[Shape boundary entries]
-------

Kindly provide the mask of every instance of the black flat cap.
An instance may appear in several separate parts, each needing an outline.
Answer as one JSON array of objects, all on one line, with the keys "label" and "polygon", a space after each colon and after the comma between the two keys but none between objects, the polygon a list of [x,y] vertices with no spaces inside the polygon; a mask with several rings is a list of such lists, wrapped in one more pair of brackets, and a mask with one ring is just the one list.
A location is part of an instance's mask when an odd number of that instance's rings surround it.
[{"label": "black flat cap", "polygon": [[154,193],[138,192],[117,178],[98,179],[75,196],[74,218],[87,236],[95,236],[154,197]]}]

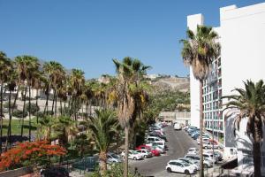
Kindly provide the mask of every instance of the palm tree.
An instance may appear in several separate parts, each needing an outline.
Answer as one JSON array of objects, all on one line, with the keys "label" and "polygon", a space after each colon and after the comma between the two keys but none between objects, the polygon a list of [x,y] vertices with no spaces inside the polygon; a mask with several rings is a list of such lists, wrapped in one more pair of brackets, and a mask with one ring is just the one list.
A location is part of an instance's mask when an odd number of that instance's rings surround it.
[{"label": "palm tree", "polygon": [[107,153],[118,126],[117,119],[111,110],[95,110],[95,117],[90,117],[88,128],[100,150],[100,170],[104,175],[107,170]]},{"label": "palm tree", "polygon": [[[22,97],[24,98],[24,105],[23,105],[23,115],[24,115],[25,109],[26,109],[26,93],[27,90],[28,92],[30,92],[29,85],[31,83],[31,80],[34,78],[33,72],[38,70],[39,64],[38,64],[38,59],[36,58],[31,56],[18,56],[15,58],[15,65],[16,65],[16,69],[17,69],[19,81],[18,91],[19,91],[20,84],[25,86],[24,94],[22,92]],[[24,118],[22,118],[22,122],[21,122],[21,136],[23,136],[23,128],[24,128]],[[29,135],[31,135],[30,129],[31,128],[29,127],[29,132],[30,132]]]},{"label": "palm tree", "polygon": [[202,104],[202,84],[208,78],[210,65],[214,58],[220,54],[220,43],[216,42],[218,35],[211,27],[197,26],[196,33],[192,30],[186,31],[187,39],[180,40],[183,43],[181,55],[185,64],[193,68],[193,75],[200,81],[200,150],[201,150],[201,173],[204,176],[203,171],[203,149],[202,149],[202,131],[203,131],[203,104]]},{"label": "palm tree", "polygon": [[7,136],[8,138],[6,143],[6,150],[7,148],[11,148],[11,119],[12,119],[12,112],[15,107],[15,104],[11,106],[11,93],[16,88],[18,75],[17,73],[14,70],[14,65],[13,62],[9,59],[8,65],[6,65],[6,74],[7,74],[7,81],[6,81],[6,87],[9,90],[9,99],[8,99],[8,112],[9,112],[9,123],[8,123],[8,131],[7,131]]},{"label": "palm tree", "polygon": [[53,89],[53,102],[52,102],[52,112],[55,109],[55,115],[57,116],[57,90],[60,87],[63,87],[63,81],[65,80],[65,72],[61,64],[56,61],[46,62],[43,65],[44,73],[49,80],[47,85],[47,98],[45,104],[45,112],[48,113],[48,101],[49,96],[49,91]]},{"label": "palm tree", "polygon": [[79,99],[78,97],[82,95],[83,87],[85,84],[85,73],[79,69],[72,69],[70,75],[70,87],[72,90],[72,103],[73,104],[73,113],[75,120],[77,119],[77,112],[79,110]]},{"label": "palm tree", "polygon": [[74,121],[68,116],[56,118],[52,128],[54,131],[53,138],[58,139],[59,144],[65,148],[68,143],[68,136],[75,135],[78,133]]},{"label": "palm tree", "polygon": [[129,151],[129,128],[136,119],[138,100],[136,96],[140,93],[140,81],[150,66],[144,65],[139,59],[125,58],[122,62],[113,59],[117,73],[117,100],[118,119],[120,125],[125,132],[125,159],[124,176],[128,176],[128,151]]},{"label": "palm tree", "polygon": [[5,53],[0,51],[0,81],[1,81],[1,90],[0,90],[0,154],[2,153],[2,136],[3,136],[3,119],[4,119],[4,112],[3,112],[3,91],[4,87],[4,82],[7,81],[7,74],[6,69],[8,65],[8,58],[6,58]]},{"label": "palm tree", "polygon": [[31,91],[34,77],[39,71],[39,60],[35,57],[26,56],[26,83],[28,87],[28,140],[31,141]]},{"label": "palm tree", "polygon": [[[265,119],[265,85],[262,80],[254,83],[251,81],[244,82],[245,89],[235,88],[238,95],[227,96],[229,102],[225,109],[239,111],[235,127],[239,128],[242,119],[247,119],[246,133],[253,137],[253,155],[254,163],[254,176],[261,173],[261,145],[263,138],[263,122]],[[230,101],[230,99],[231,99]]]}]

-------

Description of the task> Skipping the pictures, transcribe each line above exactly as it appears.

Reply to the task>
Kindly provide the mask of every instance of the black flat cap.
An instance may appear in several separate parts, each needing an outline.
Answer as one JSON array of objects, all on one line, with the keys "label" and "polygon", a space after each colon and after the comma between the two keys but none between objects, the polygon a list of [x,y] vertices with no spaces inside the polygon; a mask with several rings is a list of such lists, wrapped in one more pair of brackets, and a mask with one ring is just the one list.
A location is part of an instance's mask when an odd number of that instance's rings surround it.
[{"label": "black flat cap", "polygon": [[154,193],[138,192],[117,178],[98,179],[75,196],[74,218],[87,236],[95,236],[154,197]]}]

Kindly provide the mask of every instance of the palm tree.
An instance may appear in several separate parts, each needing an outline.
Answer as one JSON array of objects, all on one line, with the keys "label" and "polygon", a space after each colon and after the comma between the two keys but none between objects, the polygon a list of [x,y] vertices with no spaces inside the polygon; a mask with several rings is a list of such lists, wrapped in one more pair of brackets, and a mask with one ring is just the one list.
A location is part of an instance's mask when an odd number of that instance's rings surround it.
[{"label": "palm tree", "polygon": [[107,153],[118,126],[117,119],[111,110],[95,110],[95,117],[90,117],[88,128],[100,150],[100,170],[104,175],[107,170]]},{"label": "palm tree", "polygon": [[[22,97],[24,98],[24,105],[23,105],[23,115],[24,115],[25,109],[26,109],[26,93],[27,90],[28,92],[30,92],[29,85],[31,83],[31,80],[34,78],[33,72],[38,70],[39,64],[38,64],[38,59],[36,58],[31,56],[18,56],[15,58],[15,65],[16,65],[16,69],[17,69],[19,81],[18,91],[19,91],[20,84],[25,86],[24,94],[22,92]],[[24,118],[22,118],[22,122],[21,122],[21,136],[23,136],[23,128],[24,128]],[[29,135],[31,135],[30,129],[31,128],[29,127],[29,132],[30,132]]]},{"label": "palm tree", "polygon": [[202,104],[202,84],[208,78],[210,65],[214,58],[220,54],[220,43],[216,42],[218,35],[211,27],[197,26],[196,33],[192,30],[186,31],[187,39],[180,40],[183,43],[181,55],[185,64],[193,68],[193,75],[200,81],[200,150],[201,150],[201,173],[204,176],[203,171],[203,149],[202,149],[202,131],[203,131],[203,104]]},{"label": "palm tree", "polygon": [[7,136],[8,138],[6,143],[6,150],[7,148],[11,148],[11,119],[12,119],[12,112],[15,107],[15,104],[11,106],[11,93],[16,88],[18,75],[17,73],[14,70],[14,65],[13,62],[9,59],[8,65],[6,65],[6,74],[7,74],[7,81],[6,81],[6,87],[9,90],[9,99],[8,99],[8,112],[9,112],[9,123],[8,123],[8,131],[7,131]]},{"label": "palm tree", "polygon": [[53,89],[53,102],[52,102],[52,112],[55,109],[55,115],[57,116],[57,90],[60,87],[63,87],[63,81],[65,80],[65,72],[61,64],[56,61],[46,62],[43,65],[44,73],[49,80],[47,85],[47,98],[45,104],[45,112],[48,113],[48,101],[49,96],[49,91]]},{"label": "palm tree", "polygon": [[79,99],[78,97],[82,95],[83,87],[85,84],[85,73],[79,69],[72,69],[70,75],[70,87],[72,90],[72,103],[73,104],[73,113],[75,120],[77,119],[77,112],[79,110]]},{"label": "palm tree", "polygon": [[74,121],[68,116],[56,118],[52,128],[54,131],[53,138],[58,139],[59,144],[65,148],[68,143],[68,136],[75,135],[78,133]]},{"label": "palm tree", "polygon": [[129,151],[129,128],[136,119],[138,100],[136,96],[140,93],[140,81],[150,66],[144,65],[139,59],[125,58],[122,62],[113,59],[117,73],[117,100],[118,119],[120,125],[125,132],[125,159],[124,176],[128,176],[128,151]]},{"label": "palm tree", "polygon": [[5,53],[0,51],[0,81],[1,81],[1,90],[0,90],[0,154],[2,153],[2,136],[3,136],[3,119],[4,119],[4,112],[3,112],[3,91],[4,87],[4,82],[7,81],[7,74],[6,69],[8,65],[8,58],[6,58]]},{"label": "palm tree", "polygon": [[31,91],[34,77],[39,71],[39,60],[35,57],[26,56],[26,83],[28,87],[28,140],[31,141]]},{"label": "palm tree", "polygon": [[[265,119],[265,85],[262,80],[254,83],[251,81],[244,82],[245,89],[235,88],[238,95],[227,96],[229,102],[225,109],[239,111],[235,127],[239,128],[242,119],[247,119],[246,133],[253,137],[253,155],[254,163],[254,176],[261,173],[261,145],[263,138],[263,122]],[[230,101],[230,99],[231,99]]]}]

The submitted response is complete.